-- SUPPLIED TEXT --
First, make sure that ImageMagick is installed in your system. On the Mac, brew is the preferred package manager:

brew install imagemagick

To create a small ruby project that uses Mork, cd into a directory of choice, then execute the following shell commands:

mkdir mork_test
cd mork_test
echo "source 'http://rubygems.org'" > Gemfile
echo "gem 'mork'" >> Gemfile
echo "require 'mork'" > mork_test.rb
echo "include Mork" >> mork_test.rb
bundle install

Edit the file mork_test.rb with the code snippets below, then execute the following shell command to see the result:

bundle exec ruby mork_test.rb

Generating response sheets with SheetPDF

Response sheets are created through the Mork::SheetPDF class. Two pieces of information must be provided to the class constructor to produce a meaningful object:

  • content: what to place on the sheet, such as how many response items and choices, what to write in the header, the number to print as a barcode
  • layout: sizes, margins, spacing, fonts, etc., of each of the printed elements

Let’s look at each argument in turn.

content

The content argument should be a hash like the following:

content = {
  # the response sheet's unique identifier; it is printed
  # in binary form as a barcode at the bottom of the sheet
  barcode: 123456,
  # number of items and number of choices per item
  # in this case: 100 items with 5 choices each
  choices: [5] * 100,
  # stuff to print in the header
  header: {
    name: 'John Doe UI354320',
    title: 'Anatomy and Physiology test, Sept 20, 2014',
    code:  '201.48',
    signature: 'Signature'
  }
}

These are the key-value pairs that the content hash should contain:

  • barcode: an integer number, the sheet's unique identifier
  • choices: an array of integers, specifiying the number of items in the test (the length of the array) and the number of choices available for each item (the array values)
  • header: a (sub)hash of key-value pairs defining the content of named header elements; in each pair, the key is the name of one header element, while the value is the rendered content; the actually available elements are defined in the layout (see below)

-- DATA EXTRACT --
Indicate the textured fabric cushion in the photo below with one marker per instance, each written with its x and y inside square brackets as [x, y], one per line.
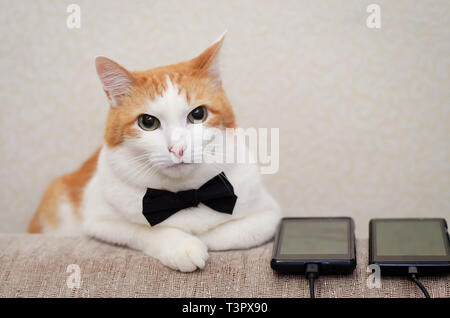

-- OBJECTIVE --
Return, verbatim, the portion of the text on Mork response sheets between "Generating response sheets" and "argument in turn.", inclusive.

-- WRITTEN SOLUTION --
Generating response sheets with SheetPDF

Response sheets are created through the Mork::SheetPDF class. Two pieces of information must be provided to the class constructor to produce a meaningful object:

  • content: what to place on the sheet, such as how many response items and choices, what to write in the header, the number to print as a barcode
  • layout: sizes, margins, spacing, fonts, etc., of each of the printed elements

Let’s look at each argument in turn.